THE PROBLEM:
Among the entries below, find the lines holding "concrete" and copy them.

MATERIAL SUPPLIED:
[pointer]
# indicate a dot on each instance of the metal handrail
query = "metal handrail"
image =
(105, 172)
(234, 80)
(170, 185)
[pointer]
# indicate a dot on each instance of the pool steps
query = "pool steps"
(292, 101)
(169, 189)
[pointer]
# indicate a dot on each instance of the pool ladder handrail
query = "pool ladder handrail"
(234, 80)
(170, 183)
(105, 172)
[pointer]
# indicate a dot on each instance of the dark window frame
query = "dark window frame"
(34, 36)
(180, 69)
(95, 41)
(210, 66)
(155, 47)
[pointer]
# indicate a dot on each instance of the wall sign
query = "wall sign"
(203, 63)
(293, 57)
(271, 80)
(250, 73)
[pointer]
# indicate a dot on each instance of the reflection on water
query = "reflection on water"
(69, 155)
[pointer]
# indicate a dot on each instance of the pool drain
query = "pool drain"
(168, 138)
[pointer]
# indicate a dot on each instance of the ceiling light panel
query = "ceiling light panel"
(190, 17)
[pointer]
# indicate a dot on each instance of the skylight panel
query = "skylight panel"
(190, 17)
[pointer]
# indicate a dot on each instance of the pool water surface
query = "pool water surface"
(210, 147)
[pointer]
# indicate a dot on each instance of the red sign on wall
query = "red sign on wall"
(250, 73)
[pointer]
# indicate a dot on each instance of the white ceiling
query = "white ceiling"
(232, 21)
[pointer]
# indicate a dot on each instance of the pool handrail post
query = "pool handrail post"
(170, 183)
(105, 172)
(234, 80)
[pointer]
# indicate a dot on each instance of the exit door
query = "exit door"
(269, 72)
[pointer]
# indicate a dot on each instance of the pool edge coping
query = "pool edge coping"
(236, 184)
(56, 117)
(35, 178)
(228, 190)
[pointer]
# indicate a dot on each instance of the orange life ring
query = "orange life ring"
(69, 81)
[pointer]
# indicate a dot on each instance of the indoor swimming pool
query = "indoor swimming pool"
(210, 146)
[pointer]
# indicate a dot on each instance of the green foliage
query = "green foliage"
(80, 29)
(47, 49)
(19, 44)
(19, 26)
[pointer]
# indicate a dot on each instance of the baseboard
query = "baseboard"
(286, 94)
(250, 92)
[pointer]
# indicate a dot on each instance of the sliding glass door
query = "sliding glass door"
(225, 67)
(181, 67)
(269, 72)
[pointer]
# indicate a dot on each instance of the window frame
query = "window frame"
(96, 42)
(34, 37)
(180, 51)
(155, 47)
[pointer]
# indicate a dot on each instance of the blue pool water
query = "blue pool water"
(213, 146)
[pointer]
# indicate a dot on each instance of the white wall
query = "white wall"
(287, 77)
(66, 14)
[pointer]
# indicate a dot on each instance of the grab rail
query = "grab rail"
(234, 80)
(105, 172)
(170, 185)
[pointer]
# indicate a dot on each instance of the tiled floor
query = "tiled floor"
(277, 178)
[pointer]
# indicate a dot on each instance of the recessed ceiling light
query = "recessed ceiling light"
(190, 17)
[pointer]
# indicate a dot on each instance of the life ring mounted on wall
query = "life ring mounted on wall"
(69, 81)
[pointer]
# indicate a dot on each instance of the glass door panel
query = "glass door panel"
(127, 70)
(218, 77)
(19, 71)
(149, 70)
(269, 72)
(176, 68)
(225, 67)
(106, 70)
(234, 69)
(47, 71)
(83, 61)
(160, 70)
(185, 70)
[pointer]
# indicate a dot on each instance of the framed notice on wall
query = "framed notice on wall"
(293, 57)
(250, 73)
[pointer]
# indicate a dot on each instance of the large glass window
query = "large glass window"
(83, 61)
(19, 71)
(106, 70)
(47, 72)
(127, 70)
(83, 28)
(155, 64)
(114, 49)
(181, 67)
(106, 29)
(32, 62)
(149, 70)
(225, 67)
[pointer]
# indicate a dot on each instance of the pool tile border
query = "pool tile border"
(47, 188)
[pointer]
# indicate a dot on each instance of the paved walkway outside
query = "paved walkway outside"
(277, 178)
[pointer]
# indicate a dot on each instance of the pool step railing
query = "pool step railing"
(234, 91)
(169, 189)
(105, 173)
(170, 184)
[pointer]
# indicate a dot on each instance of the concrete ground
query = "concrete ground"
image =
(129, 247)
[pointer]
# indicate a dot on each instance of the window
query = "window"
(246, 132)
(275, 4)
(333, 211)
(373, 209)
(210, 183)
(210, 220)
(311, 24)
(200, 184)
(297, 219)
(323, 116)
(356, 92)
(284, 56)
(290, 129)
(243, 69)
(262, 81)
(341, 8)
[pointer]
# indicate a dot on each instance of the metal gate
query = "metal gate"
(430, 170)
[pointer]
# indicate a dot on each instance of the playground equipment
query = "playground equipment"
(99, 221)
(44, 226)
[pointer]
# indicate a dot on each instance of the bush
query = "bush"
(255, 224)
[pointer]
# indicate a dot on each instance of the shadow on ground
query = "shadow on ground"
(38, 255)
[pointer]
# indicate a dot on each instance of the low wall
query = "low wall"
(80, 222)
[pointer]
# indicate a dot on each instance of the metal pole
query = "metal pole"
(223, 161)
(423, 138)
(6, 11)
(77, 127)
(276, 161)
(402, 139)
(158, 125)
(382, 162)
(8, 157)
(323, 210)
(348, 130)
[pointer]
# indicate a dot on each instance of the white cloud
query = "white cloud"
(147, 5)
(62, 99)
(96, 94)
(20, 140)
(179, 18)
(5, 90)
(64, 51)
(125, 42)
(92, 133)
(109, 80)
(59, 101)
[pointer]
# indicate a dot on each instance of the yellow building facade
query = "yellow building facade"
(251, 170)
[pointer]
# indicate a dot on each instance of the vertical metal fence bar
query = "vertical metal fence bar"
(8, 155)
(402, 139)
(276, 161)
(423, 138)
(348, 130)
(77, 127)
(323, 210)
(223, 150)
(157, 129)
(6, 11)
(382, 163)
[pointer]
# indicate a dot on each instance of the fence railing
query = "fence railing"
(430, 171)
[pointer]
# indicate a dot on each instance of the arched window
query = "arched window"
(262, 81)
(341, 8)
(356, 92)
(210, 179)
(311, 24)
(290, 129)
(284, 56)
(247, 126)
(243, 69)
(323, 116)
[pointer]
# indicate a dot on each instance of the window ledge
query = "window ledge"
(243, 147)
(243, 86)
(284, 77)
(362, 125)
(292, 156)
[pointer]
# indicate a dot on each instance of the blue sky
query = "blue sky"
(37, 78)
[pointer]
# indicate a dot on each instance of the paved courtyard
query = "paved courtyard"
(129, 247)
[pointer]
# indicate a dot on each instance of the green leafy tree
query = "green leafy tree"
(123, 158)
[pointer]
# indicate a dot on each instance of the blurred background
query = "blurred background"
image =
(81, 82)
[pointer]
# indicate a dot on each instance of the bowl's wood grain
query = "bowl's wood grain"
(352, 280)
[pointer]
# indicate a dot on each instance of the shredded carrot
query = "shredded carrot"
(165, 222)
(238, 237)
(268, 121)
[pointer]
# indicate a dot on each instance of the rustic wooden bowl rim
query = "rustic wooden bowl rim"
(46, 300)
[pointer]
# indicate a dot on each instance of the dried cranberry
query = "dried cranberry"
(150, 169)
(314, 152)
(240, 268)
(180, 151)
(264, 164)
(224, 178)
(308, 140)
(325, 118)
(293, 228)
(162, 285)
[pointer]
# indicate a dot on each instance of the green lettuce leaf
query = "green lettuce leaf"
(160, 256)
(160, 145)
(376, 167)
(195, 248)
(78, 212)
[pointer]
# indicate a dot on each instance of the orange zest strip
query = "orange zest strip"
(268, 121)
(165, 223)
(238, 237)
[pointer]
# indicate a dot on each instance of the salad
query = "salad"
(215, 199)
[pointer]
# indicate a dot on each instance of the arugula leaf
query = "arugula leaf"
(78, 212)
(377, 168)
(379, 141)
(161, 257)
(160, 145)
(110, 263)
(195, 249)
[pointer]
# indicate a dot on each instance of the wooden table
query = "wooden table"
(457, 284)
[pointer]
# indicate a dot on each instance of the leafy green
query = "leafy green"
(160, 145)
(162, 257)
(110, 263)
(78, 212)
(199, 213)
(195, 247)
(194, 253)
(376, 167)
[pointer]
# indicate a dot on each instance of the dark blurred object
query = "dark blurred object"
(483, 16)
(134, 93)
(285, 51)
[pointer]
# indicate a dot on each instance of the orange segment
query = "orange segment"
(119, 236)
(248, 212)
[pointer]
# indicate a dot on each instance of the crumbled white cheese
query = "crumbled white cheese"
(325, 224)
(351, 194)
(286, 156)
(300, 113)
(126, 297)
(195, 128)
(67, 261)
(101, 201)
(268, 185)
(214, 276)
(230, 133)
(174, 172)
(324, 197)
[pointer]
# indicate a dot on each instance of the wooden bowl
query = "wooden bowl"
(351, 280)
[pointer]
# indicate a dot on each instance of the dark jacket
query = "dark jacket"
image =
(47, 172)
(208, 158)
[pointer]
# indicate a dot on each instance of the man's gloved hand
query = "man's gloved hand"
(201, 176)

WRITTEN RESPONSE:
# indicate a dot on each instance of the concrete ground
query = "concrete ground"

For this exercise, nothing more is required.